§ **WORK REQUIRED**
Rewrite the lines below as a Markdown table with two columns, Row and Text. Put the row number under Row and the line under Text, and leave out any blank lines.

§ **RECORD LIST**
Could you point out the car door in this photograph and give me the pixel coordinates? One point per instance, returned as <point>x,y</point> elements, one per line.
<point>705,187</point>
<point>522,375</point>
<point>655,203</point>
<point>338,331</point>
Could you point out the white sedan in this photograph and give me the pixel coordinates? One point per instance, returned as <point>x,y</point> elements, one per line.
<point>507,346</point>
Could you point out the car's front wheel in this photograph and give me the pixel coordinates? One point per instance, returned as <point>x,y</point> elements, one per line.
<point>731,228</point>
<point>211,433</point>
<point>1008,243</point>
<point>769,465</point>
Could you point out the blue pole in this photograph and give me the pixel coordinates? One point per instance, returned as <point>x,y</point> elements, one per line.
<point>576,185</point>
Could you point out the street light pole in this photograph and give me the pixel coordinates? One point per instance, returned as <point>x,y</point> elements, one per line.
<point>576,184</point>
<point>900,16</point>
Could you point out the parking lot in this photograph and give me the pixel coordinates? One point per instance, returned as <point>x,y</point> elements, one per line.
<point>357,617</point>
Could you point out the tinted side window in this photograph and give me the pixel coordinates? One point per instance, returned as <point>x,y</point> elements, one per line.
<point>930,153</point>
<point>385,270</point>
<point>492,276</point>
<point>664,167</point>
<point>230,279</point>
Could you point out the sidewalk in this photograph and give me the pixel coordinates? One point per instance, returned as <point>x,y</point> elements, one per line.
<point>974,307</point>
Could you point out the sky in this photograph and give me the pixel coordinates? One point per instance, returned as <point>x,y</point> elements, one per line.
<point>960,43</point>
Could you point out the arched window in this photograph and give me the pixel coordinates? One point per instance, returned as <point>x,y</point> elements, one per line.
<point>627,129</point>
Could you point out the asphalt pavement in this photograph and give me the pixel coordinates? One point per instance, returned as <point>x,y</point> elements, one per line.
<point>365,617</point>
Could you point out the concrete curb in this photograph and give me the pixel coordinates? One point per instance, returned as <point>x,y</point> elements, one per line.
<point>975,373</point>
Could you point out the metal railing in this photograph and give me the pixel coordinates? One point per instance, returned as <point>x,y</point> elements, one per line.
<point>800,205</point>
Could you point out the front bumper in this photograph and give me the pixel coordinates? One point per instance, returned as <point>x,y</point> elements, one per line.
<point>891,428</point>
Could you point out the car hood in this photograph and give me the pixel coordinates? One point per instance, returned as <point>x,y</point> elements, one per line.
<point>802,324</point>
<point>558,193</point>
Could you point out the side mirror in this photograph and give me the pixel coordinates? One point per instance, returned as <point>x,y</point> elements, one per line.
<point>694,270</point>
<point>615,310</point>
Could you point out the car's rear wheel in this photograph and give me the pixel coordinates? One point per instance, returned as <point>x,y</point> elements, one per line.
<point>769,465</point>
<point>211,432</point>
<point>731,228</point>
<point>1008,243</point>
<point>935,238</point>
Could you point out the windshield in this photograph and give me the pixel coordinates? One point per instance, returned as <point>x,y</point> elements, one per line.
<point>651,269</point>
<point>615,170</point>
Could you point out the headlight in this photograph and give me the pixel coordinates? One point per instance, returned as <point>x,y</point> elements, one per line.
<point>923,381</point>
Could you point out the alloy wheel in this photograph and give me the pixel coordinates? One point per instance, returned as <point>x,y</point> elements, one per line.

§ **FINAL RESULT**
| Row | Text |
|---|---|
| 1 | Could you point out the car door in this photograph and give me the pixel coordinates? One point per instance, returned as <point>x,y</point> elements, one per line. |
| 2 | <point>705,187</point> |
| 3 | <point>522,375</point> |
| 4 | <point>655,203</point> |
| 5 | <point>338,331</point> |
| 6 | Could you point out the white sedan in this photograph and give me the pixel coordinates? One point per instance, returned as <point>x,y</point> elements, one per line. |
| 7 | <point>507,346</point> |
| 8 | Could you point out the car's front wheel in this photograph and give me the pixel coordinates? One point per instance, returned as <point>x,y</point> elements, one per line. |
| 9 | <point>731,228</point> |
| 10 | <point>211,433</point> |
| 11 | <point>1008,243</point> |
| 12 | <point>769,465</point> |
| 13 | Could you point out the blue pole in this photograph and give me the pixel coordinates? One point per instance, returned as <point>x,y</point> elements, one per line. |
| 14 | <point>576,185</point> |
| 15 | Could you point out the street light pole in this photograph and give me the pixel coordinates? One point per instance, returned as <point>x,y</point> elements, one per line. |
| 16 | <point>576,184</point> |
| 17 | <point>900,16</point> |
| 18 | Could you point out the parking lot in this photograph and give me the pixel coordinates? One point per instance, returned as <point>x,y</point> elements, one per line. |
| 19 | <point>357,617</point> |
| 20 | Could you point out the tinted side window in this photograph and give me the pixel coordinates? One point per instance, returned as <point>x,y</point> elements, one per line. |
| 21 | <point>930,153</point> |
| 22 | <point>385,270</point> |
| 23 | <point>492,276</point> |
| 24 | <point>664,167</point> |
| 25 | <point>230,279</point> |
| 26 | Could you point out the sidewalk in this photograph and give me the pixel coordinates? One point per instance, returned as <point>x,y</point> elements, one per line. |
| 27 | <point>974,307</point> |
| 28 | Could you point out the sky in this photograph and give me the pixel coordinates? One point per instance, returned as <point>x,y</point> elements, one per line. |
| 29 | <point>960,43</point> |
| 30 | Could you point out the arched window in this photograph and give me the pixel coordinates? One point per instance, returned as <point>x,y</point> elements, one per line. |
| 31 | <point>627,129</point> |
| 32 | Could you point out the asphalt pavement in this photograph and give me the pixel coordinates? One point per instance, returned as <point>x,y</point> elements, one per line. |
| 33 | <point>365,617</point> |
| 34 | Could you point out the concrete curb in this photograph and give me the pixel coordinates? One point per instance, returned as <point>x,y</point> elements, one per line. |
| 35 | <point>975,373</point> |
| 36 | Could you point out the metal railing in this photograph and give me the pixel coordinates? One point per instance, returned as <point>x,y</point> elements, one per line. |
| 37 | <point>800,205</point> |
| 38 | Could you point out the front bumper in this photograph and give me the pixel coordinates? One point per instance, returned as <point>x,y</point> elements, one per line. |
| 39 | <point>891,428</point> |
| 40 | Could you point out the car hood in this photograph and give me the pixel coordinates? One point per instance, returned as <point>x,y</point> elements, one per line. |
| 41 | <point>802,324</point> |
| 42 | <point>558,193</point> |
| 43 | Could you point out the side mirror in this photograph and give me the pixel coordinates? One point per instance, returned as <point>x,y</point> elements, one per line. |
| 44 | <point>694,270</point> |
| 45 | <point>615,310</point> |
| 46 | Could you point out the car's rear wheel in this photograph and give me the pixel coordinates? One point per instance, returned as <point>x,y</point> elements, one per line. |
| 47 | <point>769,465</point> |
| 48 | <point>211,432</point> |
| 49 | <point>731,228</point> |
| 50 | <point>1008,243</point> |
| 51 | <point>935,238</point> |
| 52 | Could you point out the windshield in this photograph and give me the pixel coordinates? One point per instance, returned as <point>x,y</point> elements, one per line. |
| 53 | <point>651,269</point> |
| 54 | <point>615,170</point> |
| 55 | Could you point out the headlight in this photograph and give me the pixel coordinates? One point per instance, returned as <point>x,y</point> elements, one per line. |
| 56 | <point>923,381</point> |
| 57 | Could you point out the alloy wheel in this photograph and give me the pixel coordinates? One point per instance, returned as <point>x,y</point> elements, one per line. |